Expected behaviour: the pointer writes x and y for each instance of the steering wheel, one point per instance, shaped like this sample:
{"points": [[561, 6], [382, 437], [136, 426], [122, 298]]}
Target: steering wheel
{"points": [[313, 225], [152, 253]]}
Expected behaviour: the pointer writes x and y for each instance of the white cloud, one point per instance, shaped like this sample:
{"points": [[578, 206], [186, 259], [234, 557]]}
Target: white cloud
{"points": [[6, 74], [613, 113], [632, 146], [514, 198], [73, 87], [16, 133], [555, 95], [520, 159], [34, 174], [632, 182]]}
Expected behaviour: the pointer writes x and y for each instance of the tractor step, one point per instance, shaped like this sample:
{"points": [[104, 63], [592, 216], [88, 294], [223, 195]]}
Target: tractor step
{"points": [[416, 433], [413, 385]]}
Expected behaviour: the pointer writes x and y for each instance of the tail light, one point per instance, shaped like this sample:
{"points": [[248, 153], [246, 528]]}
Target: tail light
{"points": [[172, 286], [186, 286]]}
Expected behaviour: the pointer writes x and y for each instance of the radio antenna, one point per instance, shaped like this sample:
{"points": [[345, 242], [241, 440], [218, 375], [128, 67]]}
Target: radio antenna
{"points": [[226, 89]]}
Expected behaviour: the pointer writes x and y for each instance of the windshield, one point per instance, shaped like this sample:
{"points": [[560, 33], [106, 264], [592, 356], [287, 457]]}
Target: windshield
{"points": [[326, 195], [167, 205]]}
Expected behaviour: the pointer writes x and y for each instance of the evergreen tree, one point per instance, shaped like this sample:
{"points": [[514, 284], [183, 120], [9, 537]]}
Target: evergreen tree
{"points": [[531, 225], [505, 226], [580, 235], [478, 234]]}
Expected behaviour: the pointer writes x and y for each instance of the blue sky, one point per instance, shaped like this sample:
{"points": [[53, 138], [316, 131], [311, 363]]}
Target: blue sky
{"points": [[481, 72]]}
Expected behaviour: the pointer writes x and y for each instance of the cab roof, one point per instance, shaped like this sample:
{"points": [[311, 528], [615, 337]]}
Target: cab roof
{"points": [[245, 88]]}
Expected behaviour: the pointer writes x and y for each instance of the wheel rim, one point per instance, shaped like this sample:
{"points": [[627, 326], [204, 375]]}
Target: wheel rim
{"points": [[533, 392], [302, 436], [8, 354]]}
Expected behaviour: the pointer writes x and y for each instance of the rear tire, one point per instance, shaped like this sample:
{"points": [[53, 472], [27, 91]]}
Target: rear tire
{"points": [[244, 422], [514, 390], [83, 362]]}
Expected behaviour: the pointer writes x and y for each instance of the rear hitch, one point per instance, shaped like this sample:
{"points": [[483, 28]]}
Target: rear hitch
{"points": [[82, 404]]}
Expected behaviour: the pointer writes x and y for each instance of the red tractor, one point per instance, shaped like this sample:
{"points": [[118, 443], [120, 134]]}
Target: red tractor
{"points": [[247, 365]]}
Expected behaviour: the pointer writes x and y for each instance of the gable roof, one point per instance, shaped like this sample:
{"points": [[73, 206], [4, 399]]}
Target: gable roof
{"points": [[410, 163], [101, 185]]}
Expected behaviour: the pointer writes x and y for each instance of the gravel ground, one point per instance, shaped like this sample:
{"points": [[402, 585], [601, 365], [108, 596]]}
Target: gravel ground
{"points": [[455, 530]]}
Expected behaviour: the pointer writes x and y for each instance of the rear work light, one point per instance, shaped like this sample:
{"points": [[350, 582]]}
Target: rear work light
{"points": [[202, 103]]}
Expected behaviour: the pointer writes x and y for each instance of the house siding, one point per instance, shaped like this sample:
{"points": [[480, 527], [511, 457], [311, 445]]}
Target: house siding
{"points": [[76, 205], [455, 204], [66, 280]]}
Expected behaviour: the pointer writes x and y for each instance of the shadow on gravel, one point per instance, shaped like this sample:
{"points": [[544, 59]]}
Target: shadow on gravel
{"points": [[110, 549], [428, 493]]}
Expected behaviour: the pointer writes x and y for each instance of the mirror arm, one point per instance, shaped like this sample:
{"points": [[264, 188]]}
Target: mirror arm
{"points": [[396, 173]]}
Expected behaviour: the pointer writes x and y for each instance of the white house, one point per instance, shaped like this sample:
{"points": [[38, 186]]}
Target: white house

────────────────────────────────────────

_Work task_: Taking the listing above, write all of it out exactly.

_Exercise answer_:
Expected behaviour: the pointer writes x and y for each instance of the steering wheel, one point per instance, shaped like this sample:
{"points": [[561, 6], [382, 437], [136, 426], [122, 298]]}
Target: steering wheel
{"points": [[313, 225], [152, 253]]}
Expected behaviour: the pointer writes x and y for each instance of the white cloud, one point per instance, shaped like this sample:
{"points": [[578, 206], [186, 259], [234, 557]]}
Target: white cloud
{"points": [[6, 74], [613, 113], [632, 146], [514, 198], [73, 87], [16, 133], [555, 95], [520, 159], [34, 174], [632, 182]]}
Expected behaviour: the pointer writes x and y for each instance of the tractor step, one point per instance, shaped like this sample:
{"points": [[104, 63], [592, 216], [88, 294], [223, 195]]}
Target: tractor step
{"points": [[416, 433], [413, 385]]}
Expected behaviour: the pointer writes x and y for each instance of the tail light, one point per instance, shaped like this sample:
{"points": [[248, 153], [246, 528]]}
Target: tail light
{"points": [[172, 286], [186, 286]]}
Expected behaviour: the pointer writes x and y for each instance of the radio antenna, one point per instance, shaped like this sample:
{"points": [[345, 242], [241, 440], [218, 375], [128, 67]]}
Target: radio antenna
{"points": [[226, 89]]}
Expected behaviour: the pointer writes x and y for each instance of the windshield, one point per instance, shaped like this sample:
{"points": [[560, 33], [106, 264], [592, 356], [287, 457]]}
Target: windshield
{"points": [[326, 195], [167, 205]]}
Expected behaviour: the pointer writes x and y for each instance of the evergreen tree, one point per instance, shaped like this sample:
{"points": [[514, 284], [183, 120], [9, 537]]}
Target: evergreen tree
{"points": [[531, 225], [505, 226], [580, 235], [478, 234]]}
Expected behaviour: the pointer writes x and y for each instance of the blue sky, one point per instance, shaped like this sample:
{"points": [[53, 138], [316, 131], [311, 363]]}
Target: blue sky
{"points": [[481, 72]]}
Expected behaviour: the pointer writes x and y for each instance of the cab roof, one point per instance, shaped like this sample:
{"points": [[311, 528], [615, 337]]}
Target: cab roof
{"points": [[245, 88]]}
Expected behaviour: the pointer writes x and y for each instance of the wheel rim, one point per instance, shaped like this sample:
{"points": [[627, 326], [204, 375]]}
Target: wheel rim
{"points": [[533, 392], [302, 436], [8, 354]]}
Expected behaviour: the pointer writes x and y for each instance of the rear tire, one point per instance, shaped like this sample:
{"points": [[53, 472], [27, 91]]}
Target: rear tire
{"points": [[244, 422], [514, 390], [83, 362]]}
Expected behaviour: the pointer writes x and y for each instance of the rear hitch, one point per instance, shaped like this sample:
{"points": [[483, 28]]}
Target: rear hitch
{"points": [[82, 404]]}
Expected behaviour: the pointer writes x and y for each instance of the red tractor, one point per instance, shaped like this sample:
{"points": [[118, 443], [120, 134]]}
Target: red tractor
{"points": [[247, 365]]}
Expected behaviour: the pointer writes x and y for each instance of the gable roof, one point per instance, shaped like this sample:
{"points": [[73, 206], [4, 399]]}
Target: gable roof
{"points": [[410, 163], [101, 185]]}
Expected behaviour: the pointer writes x and y for each instance of the gravel ground, one point per instance, shaped like this sample:
{"points": [[402, 585], [601, 365], [108, 596]]}
Target: gravel ground
{"points": [[455, 530]]}
Expected behaviour: the pointer writes x and y for each instance of the rear work light, one point per instance, shaped like this sample:
{"points": [[350, 582]]}
Target: rear work light
{"points": [[202, 103]]}
Expected behaviour: the pointer writes x and y for each instance of the house siding, one point per instance, shaped like this sample:
{"points": [[480, 527], [511, 457], [311, 445]]}
Target: house siding
{"points": [[76, 205], [455, 204], [66, 280]]}
Expected behaviour: the pointer writes x and y for each instance of the shadow on gravel, one point per instance, shaped like this sample:
{"points": [[544, 59]]}
Target: shadow on gravel
{"points": [[110, 549], [428, 493]]}
Expected behaviour: the pointer writes x and y for each instance of the mirror arm, one point per instance, shaped like this sample:
{"points": [[264, 188]]}
Target: mirror arm
{"points": [[396, 173]]}
Expected behaviour: the pointer writes x and y for each instance of the white house, one point per instance, shaped like this sample:
{"points": [[38, 186]]}
Target: white house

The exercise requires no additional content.